─── Stored data ───
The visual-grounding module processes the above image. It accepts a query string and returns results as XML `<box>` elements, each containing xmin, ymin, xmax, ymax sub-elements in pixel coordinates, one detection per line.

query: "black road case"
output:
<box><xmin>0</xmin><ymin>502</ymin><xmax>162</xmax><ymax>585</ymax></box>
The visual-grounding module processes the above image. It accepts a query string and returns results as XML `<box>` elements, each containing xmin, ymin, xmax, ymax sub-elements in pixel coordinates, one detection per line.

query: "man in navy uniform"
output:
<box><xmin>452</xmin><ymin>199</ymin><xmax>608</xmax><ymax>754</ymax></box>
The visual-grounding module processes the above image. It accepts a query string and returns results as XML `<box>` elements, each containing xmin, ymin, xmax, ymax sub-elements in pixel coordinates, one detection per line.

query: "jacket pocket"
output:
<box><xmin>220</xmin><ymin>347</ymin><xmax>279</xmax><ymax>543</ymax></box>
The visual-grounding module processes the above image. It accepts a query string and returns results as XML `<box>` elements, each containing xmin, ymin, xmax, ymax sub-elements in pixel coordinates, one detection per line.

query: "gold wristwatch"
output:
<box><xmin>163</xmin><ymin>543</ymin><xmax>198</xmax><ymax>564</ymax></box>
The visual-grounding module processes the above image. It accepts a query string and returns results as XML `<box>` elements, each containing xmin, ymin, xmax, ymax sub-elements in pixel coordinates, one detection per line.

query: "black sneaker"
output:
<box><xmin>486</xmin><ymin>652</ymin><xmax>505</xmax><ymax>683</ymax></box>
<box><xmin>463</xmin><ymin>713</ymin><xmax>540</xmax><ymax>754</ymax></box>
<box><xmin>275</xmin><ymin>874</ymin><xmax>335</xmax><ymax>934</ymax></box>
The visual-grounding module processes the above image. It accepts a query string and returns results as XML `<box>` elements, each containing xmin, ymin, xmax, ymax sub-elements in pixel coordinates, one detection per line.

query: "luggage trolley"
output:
───
### Directive
Identify and copy each line of the records above that contains the word "black". Case counts.

### Result of the exercise
query: "black road case"
query: "black sneaker"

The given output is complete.